■ TASK TO CARRY OUT ■
In the exhibition review below, what kind of trees does the second body of work show?

■ TEXT TO READ ■
— begin —

Subhankar Banerjee, “Caribou Migration” from “Oil and the Caribou” series, 2002, color photograph, 86 x 68”


Continuing through April 26, 2020

 

Whether purchasing anything wrapped in plastic, taking a flight, building a petrochemical plant, or drilling in an Arctic Refuge, it’s hard to connect seemingly discrete actions in one part of the world to hurricanes, displacement, drought or extinctions in another. Environmental activist and photographer Subhankar Banerjee (b. India, 1967) makes one such connection visible, organizing different low-precipitation landscapes into a singular exhibition. “Long Environmentalism” excerpts two bodies of work about Alaska and New Mexico to show them at parallel tipping points. 

 

The first series includes large, birds-eye Alaskan landscape photographs with lush and complex patterns of clouds, sediment, caribou, ice, tundra, waterways and birds. They call attention to the intense activity and migration these lands support. Wall text describes affiliated anecdotes, including government efforts to increase drilling and the reciprocal resistance of local indigenous tribes; how increased drilling further challenges animal populations that rely on the same territory; and the impact of changing weather patterns. The second body of work depicts photographs of dead or dying piñon trees in more suburban New Mexico settings. These works are decidedly less fantastic but usefully so, calling forth our strange and collective capacity to witness extinction (much less relate to an individual tree). The installation of these photos verges on awkward, sometimes composed by multiple panels, and occasionally hung at odd angles. 

 

In wall didactics, Banerjee attributes the exhibition’s title to a member of the Gwich’in First Nations tribe who grew up in the wilderness before being relocated by government conservation efforts in 1960. “I came to realize that long environmentalism as practiced by people like [Sarah] James sustains itself over a long period of time, and is able to accommodate multiple perspectives, in large part through the act of sincere listening …” Alaska and New Mexico suffered related impacts from the mid-19th century ethos of Manifest Destiny. An expanding America regarded this “wilderness,” previously uninhabited by Europeans, as available for unlimited extraction — a mentality that evolved today’s climate crisis and shaped conceptions of the west. Banerjee lends visual credence to this historical connection.

— end —

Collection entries

— begin —

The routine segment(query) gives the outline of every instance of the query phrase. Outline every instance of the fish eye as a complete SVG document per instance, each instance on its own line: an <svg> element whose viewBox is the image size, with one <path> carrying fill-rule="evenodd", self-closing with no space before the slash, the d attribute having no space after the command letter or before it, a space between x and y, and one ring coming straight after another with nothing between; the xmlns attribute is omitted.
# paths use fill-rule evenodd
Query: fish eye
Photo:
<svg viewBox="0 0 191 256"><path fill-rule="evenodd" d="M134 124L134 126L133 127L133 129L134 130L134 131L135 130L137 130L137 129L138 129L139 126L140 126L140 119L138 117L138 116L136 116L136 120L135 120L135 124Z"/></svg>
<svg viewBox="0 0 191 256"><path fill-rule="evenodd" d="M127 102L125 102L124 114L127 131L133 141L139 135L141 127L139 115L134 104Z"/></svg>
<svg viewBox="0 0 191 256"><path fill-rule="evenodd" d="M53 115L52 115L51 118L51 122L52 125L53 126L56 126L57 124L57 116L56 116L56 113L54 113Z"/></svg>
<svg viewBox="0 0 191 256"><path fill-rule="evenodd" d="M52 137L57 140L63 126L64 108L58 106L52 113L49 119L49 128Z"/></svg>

— end —

■ REPLY ■
Dead or dying piñon trees in more suburban New Mexico settings.